## Prompt
Resume the court opinion below on the motion to dismiss the appeal, continuing right after its final sentence.

II. Motion to Dismiss Appeal
    We first address the McLaurin defendants' motion to dismiss plaintiff's appeal. The McLaurin defendants contend that, because the trial court dismissed only some of plaintiff's claims, the trial court's order is interlocutory and is not immediately appealable. We disagree.
    “A judgment is either interlocutory or the final determination of the rights of the parties.” Curl v. Am. Multimedia, Inc., ___ N.C. App. ___, ___, 654 S.E.2d 76, 78 (2007) (quoting N.C. Gen. Stat. § 1A-1, Rule 54(a) (2005)). “An interlocutory order is one made during the pendency of an action, which does not dispose of the case, but leaves it for further action by the trial court in order to settle and determine the entire controversy.” Id. (quoting Veazey v. Durham, 231 N.C. 357, 362, 57 S.E.2d 377, 381 (1950)). “Ordinarily, an appeal from an order granting summary judgment to fewer than all of a plaintiff's claim is premature and subject to dismissal.” Combs & Assocs. v. Kennedy, 147 N.C. App.362, 367, 555 S.E.2d 634, 638 (2001) (citation omitted). However, “[p]laintiff's voluntary dismissal of [the] remaining claim does not make the appeal premature but rather has the effect of making the trial court's grant of partial summary judgment a final order.” Id. (citation omitted).
    In the instant case, plaintiff voluntarily dismissed all of the claims which survived the trial court's two orders of 2 November 2006. Thus plaintiff's claims were no longer interlocutory, and any rationale for dismissing the appeal as interlocutory fails.
    Defendant's rely on Hill v. West, 177 N.C. App. 132, 627 S.E.2d 662 (2006) for the proposition that the voluntary dismissal without prejudice of the surviving claims of a partial summary judgment is not a “final determination of the rights of the parties,” and cannot be used to render a partial summary judgment appealable.
    The plaintiffs in Hill appealed the trial court's order of partial summary judgment twice. On the first appeal, this Court concluded that the appeal was interlocutory because plaintiffs' claims against certain defendants remained pending. This Court dismissed plaintiffs' appeal, and admonished plaintiffs for violating Rule 28(b)(4) of the Rules of Appellate Procedure for failing to include in their appellate brief a statement of the grounds for appellate review. Id. at 133, 627 S.E.2d at 663.
    Following the dismissal of their appeal, plaintiffs voluntarily dismissed their remaining claims without prejudice andagain appealed. On the second appeal, this Court concluded that the merits of plaintiffs' appeal would not be reached because plaintiffs again failed to include a statement of the grounds for appellate review. The Hill Court went on to state that the partial summary judgment was interlocutory because plaintiffs remained at liberty to re-file their voluntarily dismissed claims. Id. at 135- 36, 627 S.E.2d at 664.

## Material shown

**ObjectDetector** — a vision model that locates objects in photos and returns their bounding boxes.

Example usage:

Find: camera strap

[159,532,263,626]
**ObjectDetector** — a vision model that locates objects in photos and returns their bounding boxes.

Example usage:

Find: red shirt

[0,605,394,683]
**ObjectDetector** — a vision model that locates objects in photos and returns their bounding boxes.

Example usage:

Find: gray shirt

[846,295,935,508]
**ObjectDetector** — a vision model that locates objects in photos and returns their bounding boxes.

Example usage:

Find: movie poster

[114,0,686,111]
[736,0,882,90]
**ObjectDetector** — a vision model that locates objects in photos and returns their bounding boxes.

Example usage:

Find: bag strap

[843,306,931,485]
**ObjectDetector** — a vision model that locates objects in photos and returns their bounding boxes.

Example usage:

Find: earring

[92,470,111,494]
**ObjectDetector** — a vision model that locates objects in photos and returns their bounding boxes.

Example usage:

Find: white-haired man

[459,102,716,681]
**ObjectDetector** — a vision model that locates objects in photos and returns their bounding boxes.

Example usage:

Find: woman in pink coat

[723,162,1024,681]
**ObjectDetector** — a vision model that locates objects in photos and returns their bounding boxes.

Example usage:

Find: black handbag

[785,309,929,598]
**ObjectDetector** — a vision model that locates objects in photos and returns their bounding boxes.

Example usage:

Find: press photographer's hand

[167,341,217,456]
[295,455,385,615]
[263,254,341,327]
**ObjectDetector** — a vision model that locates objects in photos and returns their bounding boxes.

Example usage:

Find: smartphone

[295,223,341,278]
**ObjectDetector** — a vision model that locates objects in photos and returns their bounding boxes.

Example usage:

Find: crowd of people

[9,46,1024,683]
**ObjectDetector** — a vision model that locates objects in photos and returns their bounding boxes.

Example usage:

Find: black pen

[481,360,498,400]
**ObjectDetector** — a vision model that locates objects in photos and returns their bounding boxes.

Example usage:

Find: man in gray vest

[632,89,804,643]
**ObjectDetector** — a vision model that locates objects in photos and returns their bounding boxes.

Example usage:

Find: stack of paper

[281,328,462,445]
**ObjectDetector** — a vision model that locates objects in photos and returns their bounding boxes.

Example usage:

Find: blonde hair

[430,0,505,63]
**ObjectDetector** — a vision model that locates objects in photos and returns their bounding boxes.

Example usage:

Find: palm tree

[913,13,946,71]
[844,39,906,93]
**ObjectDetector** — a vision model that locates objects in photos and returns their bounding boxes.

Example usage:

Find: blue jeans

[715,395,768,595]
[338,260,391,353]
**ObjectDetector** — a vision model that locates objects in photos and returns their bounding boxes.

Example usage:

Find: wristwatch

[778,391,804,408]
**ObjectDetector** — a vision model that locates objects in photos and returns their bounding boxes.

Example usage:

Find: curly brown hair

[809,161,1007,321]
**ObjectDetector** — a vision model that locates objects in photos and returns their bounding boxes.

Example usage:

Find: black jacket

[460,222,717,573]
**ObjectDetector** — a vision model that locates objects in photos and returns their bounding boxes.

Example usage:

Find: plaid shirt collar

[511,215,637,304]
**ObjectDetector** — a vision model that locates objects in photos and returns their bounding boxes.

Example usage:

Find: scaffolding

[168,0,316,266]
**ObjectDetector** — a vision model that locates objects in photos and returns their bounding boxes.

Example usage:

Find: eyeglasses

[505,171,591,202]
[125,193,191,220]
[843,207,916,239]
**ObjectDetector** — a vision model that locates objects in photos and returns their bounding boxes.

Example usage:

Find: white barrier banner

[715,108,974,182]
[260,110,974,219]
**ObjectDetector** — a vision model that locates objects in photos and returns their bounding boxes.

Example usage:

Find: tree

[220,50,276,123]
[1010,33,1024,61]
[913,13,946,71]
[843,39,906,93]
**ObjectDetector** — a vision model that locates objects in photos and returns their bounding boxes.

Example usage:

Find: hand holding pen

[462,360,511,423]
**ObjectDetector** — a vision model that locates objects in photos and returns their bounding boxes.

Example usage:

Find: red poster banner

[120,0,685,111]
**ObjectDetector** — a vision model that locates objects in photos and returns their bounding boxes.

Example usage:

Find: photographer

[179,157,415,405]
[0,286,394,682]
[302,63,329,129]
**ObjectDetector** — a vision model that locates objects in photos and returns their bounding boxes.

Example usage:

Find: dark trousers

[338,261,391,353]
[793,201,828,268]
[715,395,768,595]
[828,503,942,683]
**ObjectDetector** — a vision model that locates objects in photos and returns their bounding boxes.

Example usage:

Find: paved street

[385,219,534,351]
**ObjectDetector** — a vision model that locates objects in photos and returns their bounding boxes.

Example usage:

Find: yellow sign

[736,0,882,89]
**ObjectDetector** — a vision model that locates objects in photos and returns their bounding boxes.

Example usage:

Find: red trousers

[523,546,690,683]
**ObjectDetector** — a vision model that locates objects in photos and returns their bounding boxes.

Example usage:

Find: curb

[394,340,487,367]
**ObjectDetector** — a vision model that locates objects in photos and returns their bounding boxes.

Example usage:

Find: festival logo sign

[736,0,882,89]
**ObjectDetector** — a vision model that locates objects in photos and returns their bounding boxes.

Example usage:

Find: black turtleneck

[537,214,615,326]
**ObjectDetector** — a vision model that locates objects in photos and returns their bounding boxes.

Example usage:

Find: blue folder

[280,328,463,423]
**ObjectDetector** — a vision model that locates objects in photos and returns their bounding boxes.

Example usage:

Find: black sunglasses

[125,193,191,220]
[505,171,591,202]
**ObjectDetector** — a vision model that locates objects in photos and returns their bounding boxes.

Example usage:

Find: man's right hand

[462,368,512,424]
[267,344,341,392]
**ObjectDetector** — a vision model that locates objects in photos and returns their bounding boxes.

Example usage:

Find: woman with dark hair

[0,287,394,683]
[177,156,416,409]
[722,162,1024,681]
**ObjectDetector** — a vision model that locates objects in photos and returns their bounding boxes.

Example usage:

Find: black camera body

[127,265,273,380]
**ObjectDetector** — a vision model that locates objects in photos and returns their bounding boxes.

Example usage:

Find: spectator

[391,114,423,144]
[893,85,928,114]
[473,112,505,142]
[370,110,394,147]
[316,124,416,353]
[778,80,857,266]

## Response for this exercise
    Plaintiff argues, and we agree, that Hill is not controlling. Hill is factually distinguishable from the instant case. Unlike the plaintiffs in Hill, plaintiff in the instant case followed the Rules of Appellate Procedure. See Curl at ___, 654 S.E.2d at 80 (“[T]he Court in Hill stated several reasons for the dismissal, including plaintiffs' repeated failure to comply with the North Carolina Rules of Appellate Procedure, and the Court's perception that the appellants were 'manipulating the Rules of Civil Procedure in an attempt to appeal the 2003 summary judgment that otherwise would not be appealable.'”).
    We hold the trial court's order is not interlocutory and plaintiff's appeal is properly before this Court. Defendants' argument is without merit.
III. Dismissal of Plaintiff's Negligence Claim

    In his first argument, plaintiff contends that the trial court erred by concluding that plaintiff could not use equitable estoppel to prevent McLaurin, the H&M Partnership, and Holmes from relying on the statute of repose, and dismissing his first cause of actionfor negligence and professional malpractice against McLaurin, the H&M Partnership, and Holmes. We disagree.
A. Standard of Review

    The standard of review of an order allowing a Rule 12(b)(6) motion is “whether, as a matter of law, the allegations of the complaint, treated as true, are sufficient to state a claim upon which relief may be granted under some legal theory[.]” Bowman v. Alan Vester Ford Lincoln Mercury, 151 N.C. App. 603, 606, 566 S.E.2d 818, 821 (2002) (quotation omitted). “The complaint should be 'liberally construed, and the court should not dismiss the complaint unless it appears beyond doubt that [the] plaintiff could prove no set of facts in support of his claim which would entitle him to relief.'” State ex rel. Cooper v. Ridgeway Brands Mfg., L.L.C., 184 N.C. App. 613, 618, 646 S.E.2d 790, 795 (2007) (quotation omitted). We evaluate all facts alleged and permissible inferences therefrom in the light most favorable to plaintiff. Stephenson v. Town of Garner, 136 N.C. App. 444, 447, 524 S.E.2d 608, 611 (2000).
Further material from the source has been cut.